───── Material to process

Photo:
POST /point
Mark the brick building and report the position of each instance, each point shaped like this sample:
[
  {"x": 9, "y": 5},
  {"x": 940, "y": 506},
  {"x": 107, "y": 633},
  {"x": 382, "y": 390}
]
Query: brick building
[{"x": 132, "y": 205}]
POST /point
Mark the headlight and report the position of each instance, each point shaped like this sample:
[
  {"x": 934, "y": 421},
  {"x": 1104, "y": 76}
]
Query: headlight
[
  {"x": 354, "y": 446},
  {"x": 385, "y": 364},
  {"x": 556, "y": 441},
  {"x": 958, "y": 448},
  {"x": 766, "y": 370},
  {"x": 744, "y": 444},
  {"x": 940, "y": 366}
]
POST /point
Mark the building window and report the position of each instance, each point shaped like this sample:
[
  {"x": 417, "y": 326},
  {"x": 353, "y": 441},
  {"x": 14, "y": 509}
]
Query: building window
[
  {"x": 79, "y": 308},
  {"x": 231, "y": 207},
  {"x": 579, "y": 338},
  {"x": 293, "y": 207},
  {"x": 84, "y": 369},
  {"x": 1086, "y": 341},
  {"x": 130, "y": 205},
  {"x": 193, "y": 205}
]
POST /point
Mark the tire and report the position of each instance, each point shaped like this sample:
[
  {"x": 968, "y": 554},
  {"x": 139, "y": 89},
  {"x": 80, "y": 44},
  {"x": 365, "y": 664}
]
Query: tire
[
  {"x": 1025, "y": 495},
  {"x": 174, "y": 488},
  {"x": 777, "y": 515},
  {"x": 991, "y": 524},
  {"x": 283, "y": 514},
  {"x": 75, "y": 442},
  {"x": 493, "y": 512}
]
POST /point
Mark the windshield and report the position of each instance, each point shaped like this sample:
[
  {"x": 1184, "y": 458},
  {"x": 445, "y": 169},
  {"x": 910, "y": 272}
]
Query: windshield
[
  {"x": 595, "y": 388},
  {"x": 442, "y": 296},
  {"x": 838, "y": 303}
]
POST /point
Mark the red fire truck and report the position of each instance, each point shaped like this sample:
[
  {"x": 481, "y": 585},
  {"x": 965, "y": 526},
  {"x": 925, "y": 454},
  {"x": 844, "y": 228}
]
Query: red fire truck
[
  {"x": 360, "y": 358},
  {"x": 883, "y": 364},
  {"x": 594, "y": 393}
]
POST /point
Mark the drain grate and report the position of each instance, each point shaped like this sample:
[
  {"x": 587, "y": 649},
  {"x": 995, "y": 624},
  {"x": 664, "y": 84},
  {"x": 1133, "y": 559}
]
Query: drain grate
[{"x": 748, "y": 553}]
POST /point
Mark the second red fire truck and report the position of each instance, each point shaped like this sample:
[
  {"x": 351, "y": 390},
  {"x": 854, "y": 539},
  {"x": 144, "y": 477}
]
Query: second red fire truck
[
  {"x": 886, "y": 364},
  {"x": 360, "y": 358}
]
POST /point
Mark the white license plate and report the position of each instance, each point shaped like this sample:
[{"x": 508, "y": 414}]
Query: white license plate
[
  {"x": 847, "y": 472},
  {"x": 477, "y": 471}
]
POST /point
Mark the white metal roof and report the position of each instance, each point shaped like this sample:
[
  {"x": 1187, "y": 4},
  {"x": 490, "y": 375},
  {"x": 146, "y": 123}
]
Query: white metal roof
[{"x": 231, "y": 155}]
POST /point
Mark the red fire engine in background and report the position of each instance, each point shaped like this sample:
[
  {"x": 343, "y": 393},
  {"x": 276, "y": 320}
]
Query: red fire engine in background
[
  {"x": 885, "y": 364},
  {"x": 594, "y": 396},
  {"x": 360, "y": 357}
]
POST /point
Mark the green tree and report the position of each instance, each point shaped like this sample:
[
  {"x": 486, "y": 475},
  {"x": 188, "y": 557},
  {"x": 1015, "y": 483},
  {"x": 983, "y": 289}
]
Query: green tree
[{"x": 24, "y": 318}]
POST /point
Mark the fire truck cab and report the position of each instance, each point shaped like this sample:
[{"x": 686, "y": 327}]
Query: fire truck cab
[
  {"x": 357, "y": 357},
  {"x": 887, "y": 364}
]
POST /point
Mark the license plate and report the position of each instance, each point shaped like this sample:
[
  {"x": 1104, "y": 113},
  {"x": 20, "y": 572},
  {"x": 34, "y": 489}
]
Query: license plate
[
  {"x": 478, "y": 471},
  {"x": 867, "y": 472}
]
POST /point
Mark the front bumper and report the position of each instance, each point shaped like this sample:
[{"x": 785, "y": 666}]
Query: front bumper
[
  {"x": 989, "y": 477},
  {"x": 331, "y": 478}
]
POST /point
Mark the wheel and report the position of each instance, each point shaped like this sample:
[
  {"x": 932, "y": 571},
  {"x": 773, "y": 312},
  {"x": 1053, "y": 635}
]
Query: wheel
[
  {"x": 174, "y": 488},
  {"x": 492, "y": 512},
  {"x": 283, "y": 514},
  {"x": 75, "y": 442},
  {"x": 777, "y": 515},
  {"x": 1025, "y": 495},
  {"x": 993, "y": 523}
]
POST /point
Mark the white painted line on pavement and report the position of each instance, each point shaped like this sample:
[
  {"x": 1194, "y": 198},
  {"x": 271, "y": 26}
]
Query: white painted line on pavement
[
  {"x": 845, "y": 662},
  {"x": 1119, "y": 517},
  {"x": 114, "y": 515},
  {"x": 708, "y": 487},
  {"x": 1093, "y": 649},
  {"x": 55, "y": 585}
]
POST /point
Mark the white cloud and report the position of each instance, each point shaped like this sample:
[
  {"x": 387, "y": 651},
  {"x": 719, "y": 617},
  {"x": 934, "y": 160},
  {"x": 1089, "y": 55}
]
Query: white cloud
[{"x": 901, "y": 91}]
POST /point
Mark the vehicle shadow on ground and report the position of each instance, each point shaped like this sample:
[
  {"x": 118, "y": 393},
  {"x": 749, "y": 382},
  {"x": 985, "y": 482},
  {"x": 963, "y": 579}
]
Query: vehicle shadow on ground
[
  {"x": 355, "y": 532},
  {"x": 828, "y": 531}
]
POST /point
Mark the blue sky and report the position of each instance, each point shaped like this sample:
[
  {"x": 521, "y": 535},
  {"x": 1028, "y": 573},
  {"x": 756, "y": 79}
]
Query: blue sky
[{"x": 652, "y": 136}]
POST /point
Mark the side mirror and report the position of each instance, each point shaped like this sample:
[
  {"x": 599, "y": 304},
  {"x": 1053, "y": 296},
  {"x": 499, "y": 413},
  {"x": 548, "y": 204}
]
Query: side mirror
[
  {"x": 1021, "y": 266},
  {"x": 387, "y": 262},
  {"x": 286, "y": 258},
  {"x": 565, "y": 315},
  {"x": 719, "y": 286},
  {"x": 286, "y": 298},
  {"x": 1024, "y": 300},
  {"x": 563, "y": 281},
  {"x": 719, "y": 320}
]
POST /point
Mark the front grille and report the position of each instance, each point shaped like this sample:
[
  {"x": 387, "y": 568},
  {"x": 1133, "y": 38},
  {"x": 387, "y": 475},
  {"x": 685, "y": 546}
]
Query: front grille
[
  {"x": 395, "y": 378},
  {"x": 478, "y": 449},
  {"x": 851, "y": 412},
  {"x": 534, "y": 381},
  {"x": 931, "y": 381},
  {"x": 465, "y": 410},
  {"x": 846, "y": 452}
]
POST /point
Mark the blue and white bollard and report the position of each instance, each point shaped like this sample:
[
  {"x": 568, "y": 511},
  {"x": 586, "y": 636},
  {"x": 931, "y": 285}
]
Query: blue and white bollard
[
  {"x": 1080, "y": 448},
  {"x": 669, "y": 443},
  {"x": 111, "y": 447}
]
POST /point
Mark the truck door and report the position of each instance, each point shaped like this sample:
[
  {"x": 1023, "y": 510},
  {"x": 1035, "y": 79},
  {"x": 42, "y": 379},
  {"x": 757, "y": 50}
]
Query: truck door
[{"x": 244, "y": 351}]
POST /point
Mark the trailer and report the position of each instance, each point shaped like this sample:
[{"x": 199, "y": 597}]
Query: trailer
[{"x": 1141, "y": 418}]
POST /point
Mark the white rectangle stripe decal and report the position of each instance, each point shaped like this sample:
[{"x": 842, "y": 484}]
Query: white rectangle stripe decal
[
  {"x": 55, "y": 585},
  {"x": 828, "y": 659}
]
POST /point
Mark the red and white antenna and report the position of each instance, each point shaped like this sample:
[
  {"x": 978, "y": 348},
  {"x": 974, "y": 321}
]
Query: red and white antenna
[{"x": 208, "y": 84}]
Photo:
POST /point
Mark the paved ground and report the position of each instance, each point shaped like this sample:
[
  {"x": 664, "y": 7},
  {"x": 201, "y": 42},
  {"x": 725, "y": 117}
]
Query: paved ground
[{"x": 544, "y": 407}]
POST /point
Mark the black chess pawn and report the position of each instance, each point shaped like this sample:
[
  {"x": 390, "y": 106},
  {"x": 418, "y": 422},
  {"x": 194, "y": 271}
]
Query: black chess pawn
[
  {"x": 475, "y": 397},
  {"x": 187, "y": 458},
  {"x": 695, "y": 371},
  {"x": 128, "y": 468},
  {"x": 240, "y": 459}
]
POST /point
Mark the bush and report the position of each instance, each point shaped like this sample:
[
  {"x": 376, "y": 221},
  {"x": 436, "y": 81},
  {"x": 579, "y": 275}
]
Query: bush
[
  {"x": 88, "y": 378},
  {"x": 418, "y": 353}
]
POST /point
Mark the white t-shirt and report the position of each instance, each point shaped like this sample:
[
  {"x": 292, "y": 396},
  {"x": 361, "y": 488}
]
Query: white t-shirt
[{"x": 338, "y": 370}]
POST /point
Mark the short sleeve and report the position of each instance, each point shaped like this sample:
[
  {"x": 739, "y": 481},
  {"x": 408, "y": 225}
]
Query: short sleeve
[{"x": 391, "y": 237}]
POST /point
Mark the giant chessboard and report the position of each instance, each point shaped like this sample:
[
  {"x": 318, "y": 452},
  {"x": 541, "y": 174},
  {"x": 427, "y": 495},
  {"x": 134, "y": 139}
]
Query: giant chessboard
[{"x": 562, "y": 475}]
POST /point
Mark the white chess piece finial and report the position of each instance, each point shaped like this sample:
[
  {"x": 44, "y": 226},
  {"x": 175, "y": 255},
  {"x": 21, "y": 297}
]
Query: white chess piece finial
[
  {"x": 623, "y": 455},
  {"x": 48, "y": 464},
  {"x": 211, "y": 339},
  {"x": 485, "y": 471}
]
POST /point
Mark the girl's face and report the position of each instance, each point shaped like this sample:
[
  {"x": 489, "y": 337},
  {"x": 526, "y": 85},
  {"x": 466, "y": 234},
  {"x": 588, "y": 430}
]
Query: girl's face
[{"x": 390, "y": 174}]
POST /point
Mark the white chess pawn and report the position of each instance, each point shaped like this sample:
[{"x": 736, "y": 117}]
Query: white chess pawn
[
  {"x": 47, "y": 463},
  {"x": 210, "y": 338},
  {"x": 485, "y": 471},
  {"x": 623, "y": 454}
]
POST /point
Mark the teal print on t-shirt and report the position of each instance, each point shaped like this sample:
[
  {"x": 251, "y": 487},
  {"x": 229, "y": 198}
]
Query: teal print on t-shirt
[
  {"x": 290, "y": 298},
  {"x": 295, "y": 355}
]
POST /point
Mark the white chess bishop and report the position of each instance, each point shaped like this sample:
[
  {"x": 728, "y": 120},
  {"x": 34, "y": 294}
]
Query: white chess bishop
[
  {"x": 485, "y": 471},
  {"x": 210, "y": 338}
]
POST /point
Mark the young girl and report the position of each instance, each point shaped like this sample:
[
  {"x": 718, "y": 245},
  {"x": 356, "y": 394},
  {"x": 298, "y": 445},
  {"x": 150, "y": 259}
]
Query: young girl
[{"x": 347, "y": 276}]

──────────

Report how many lines of the listing above contain the string "green", treating uppercase and lowercase as different. Give only the number.

2